Point labeling items

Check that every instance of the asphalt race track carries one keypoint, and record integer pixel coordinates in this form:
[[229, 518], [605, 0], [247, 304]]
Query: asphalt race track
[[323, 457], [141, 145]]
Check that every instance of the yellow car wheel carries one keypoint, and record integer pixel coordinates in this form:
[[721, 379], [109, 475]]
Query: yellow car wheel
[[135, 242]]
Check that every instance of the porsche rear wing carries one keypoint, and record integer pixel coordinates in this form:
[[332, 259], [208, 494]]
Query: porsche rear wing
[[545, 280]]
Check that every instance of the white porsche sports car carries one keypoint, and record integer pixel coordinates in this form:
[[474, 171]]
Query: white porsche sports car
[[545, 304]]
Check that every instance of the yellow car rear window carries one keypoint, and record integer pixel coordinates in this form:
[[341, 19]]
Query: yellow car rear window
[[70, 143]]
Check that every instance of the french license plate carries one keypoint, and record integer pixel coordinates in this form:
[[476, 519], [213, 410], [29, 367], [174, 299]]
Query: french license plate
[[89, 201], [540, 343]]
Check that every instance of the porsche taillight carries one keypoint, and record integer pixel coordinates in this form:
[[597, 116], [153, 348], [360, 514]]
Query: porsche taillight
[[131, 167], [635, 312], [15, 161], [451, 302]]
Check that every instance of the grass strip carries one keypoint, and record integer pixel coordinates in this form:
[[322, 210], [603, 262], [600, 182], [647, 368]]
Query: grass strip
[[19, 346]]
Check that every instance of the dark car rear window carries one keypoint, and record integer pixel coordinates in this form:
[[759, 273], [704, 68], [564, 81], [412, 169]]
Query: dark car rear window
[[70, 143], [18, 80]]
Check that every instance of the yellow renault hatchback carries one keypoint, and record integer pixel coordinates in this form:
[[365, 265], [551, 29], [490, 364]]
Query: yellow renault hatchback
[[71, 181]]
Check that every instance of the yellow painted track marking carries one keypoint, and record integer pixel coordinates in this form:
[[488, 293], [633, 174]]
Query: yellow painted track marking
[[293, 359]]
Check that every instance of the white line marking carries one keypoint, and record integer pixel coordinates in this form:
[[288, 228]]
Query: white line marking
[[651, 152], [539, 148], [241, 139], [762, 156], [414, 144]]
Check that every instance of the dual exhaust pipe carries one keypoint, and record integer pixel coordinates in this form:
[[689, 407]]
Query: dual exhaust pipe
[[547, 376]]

### The exercise
Please copy every item above word for word, keeping each line unchanged.

### Response to this task
Check that every instance of the asphalt race track carries one keypoint, and record integer pixel coordinates in this form:
[[229, 518], [605, 0], [247, 304]]
Query: asphalt race track
[[323, 457], [141, 145]]
Check that every instance of the yellow car wheel carries one keypoint, and record integer pixel coordinates in this form:
[[721, 379], [109, 475]]
Query: yellow car wheel
[[135, 242]]
Check that every instance of the porsche rear wing carries one keypoint, and record integer pixel coordinates in this form:
[[332, 259], [208, 494]]
Query: porsche rear wing
[[545, 280]]
Check that every instance of the white porsche sports car carries one keypoint, and record integer pixel coordinates in this form:
[[474, 171]]
Query: white porsche sports car
[[545, 304]]
Check that every instance of the yellow car rear window carries one keypoint, and record integer pixel coordinates in this form:
[[341, 19]]
Query: yellow car rear window
[[70, 143]]
Check that every instance of the french license plate carries one keypoint, and record integer pixel coordinates in this form:
[[476, 519], [213, 410], [29, 367], [174, 299]]
Query: french license plate
[[89, 201], [540, 343]]
Check that every instance of the porsche taillight carries one keypoint, and record integer pixel coordinates in this form:
[[597, 116], [153, 348], [360, 514]]
Query: porsche taillight
[[131, 167], [635, 312], [15, 161], [451, 302]]
Check that every instance of the grass strip carries one keypoint, and record integer pixel coordinates in this form:
[[322, 210], [603, 262], [600, 182], [647, 368]]
Query: grass strip
[[19, 346]]
Check that every instance of the dark car rear window carries one keypoint, and record integer pixel coordinates in this form:
[[759, 273], [704, 68], [564, 81], [412, 169]]
Query: dark car rear window
[[70, 143], [18, 80]]
Check that every instance of the yellow renault hatchback carries one keypoint, and record integer pixel coordinates in this form:
[[365, 265], [551, 29], [490, 364]]
Query: yellow renault hatchback
[[71, 181]]
Check that every instance of the yellow painted track marking carries one keypoint, and record integer pixel coordinates in this form:
[[488, 293], [633, 174]]
Query: yellow painted track marking
[[293, 359]]
Check that every instance of the white line marking carries one keypoint, and record integer pixel coordinates in this form:
[[288, 228]]
Query: white line marking
[[651, 152], [539, 148], [241, 139], [762, 156], [414, 144]]
Check that every instance of the dual exhaust pipe carries one keypoint, and record integer pixel coordinates in this form:
[[689, 407]]
Query: dual exhaust pipe
[[547, 376]]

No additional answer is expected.